TASK INSTRUCTIONS:
1. Which single-letter variables does the passage on computing limits with polar coordinates use?
2. Can you carry the discussion of computing limits with polar coordinates forward, starting right after its last sentence?

When you have two variables, often the simplest way to do a limit is to change to polar coordinates: with $x= r cos(\theta)$ and $y= r sin(\theta)$,
your first fraction becomes
$$\frac{r^4cos^4(\theta)+ r^4sin^4(\theta)}{r^2}= r^2(cos^4(\theta)+ sin^4(\theta))$$
Now, (x,y) going to (0,0) mean r goes to 0 with $\theta$ indeterminate. Can you see that the limit, as r goes to 0, does not depend on $\theta$?

For the second, again change to polar coordinates:
$$\frac{\sqrt{r^2(cos\theta sin\theta)}}{r^{\frac{2}{3}}}$$
Again, the limit, as r goes to 0, does not depend on $\theta$.

 

[HF08]

Thanks

When you have two variables, often the simplest way to do a limit is to change to polar coordinates: with $x= r cos(\theta)$ and $y= r sin(\theta)$,
your first fraction becomes
$$\frac{r^4cos^4(\theta)+ r^4sin^4(\theta)}{r^2}= r^2(cos^4(\theta)+ sin^4(\theta))$$
Now, (x,y) going to (0,0) mean r goes to 0 with $\theta$ indeterminate. Can you see that the limit, as r goes to 0, does not depend on $\theta$?

RECORDED DATA:
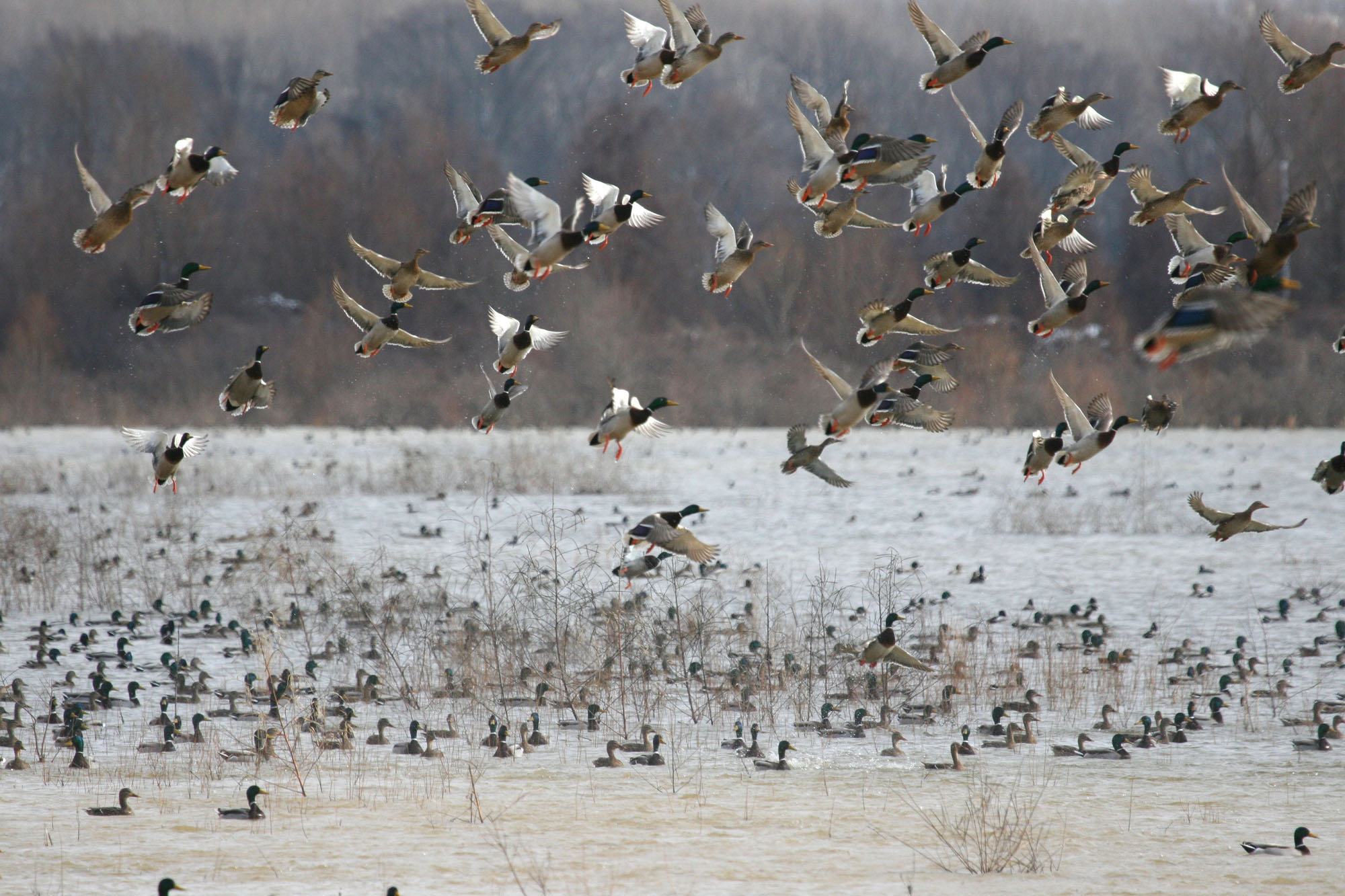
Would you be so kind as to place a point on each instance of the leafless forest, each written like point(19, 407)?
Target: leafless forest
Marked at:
point(126, 80)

ANSWERS BY TASK:
1. x, y, r, θ

2.
For the second, again change to polar coordinates:
$$\frac{\sqrt{r^2(cos\theta sin\theta)}}{r^{\frac{2}{3}}}$$
Again, the limit, as r goes to 0, does not depend on $\theta$.

Excellent post HallsofIvy. I have found both limits to be 0. This is more useful than the definition approach. If you agree with what the limit is, I will mark this solved.

Thank You,
HF08

 

[HallsofIvy]

Yes, the limit for both is 0.